BEGIN Given data
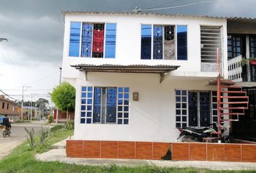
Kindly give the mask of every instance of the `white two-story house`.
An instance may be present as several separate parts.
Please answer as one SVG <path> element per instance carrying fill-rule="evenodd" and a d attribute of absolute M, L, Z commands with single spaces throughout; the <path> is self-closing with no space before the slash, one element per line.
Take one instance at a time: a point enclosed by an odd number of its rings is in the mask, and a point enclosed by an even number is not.
<path fill-rule="evenodd" d="M 216 86 L 208 82 L 218 76 L 217 48 L 228 78 L 226 19 L 63 14 L 63 79 L 76 89 L 69 156 L 157 159 L 178 127 L 217 121 Z"/>

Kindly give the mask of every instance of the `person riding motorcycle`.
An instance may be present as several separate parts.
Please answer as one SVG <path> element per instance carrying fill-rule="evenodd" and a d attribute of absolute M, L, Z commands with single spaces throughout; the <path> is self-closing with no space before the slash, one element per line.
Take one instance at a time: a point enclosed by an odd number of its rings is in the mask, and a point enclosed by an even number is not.
<path fill-rule="evenodd" d="M 9 128 L 9 130 L 11 133 L 11 129 L 12 129 L 12 125 L 9 123 L 9 117 L 7 117 L 7 115 L 5 115 L 4 118 L 3 119 L 3 123 L 4 125 L 5 125 L 7 128 Z"/>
END Given data
Goal:
Quote every record above exactly, leaving out any pictures.

Complete output:
Kindly give the mask of every instance of the `white two-story house`.
An instance may be present as several separate parts.
Please answer as one SVG <path> element per instance carrying fill-rule="evenodd" and a d attribute of absolute M, L, Z commands with single spaces throughout; the <path> is self-closing with no space before the slash, one element per line.
Take one instance at a time: a point enclosed by an odd number of its rings is in the mask, and a point enclosed by an even number is not.
<path fill-rule="evenodd" d="M 216 86 L 208 82 L 218 76 L 217 48 L 228 78 L 226 19 L 63 14 L 63 79 L 76 89 L 69 156 L 157 159 L 178 127 L 217 121 Z"/>

Kindly give the mask of every instance of the `person riding motorcycle`.
An instance may be present as several separate parts.
Please answer as one SVG <path> element per instance carrying fill-rule="evenodd" and a d attribute of absolute M, L, Z commands with single spaces throughout; the <path> is self-closing with no space before the slash, one element per line.
Take one instance at a time: a point enclosed by an odd number of its rings is in the mask, and a point enclosed by an even number is not.
<path fill-rule="evenodd" d="M 9 128 L 9 130 L 11 133 L 11 129 L 12 129 L 12 125 L 9 123 L 9 117 L 7 117 L 7 115 L 5 115 L 4 118 L 3 119 L 3 123 L 4 125 L 5 125 L 7 128 Z"/>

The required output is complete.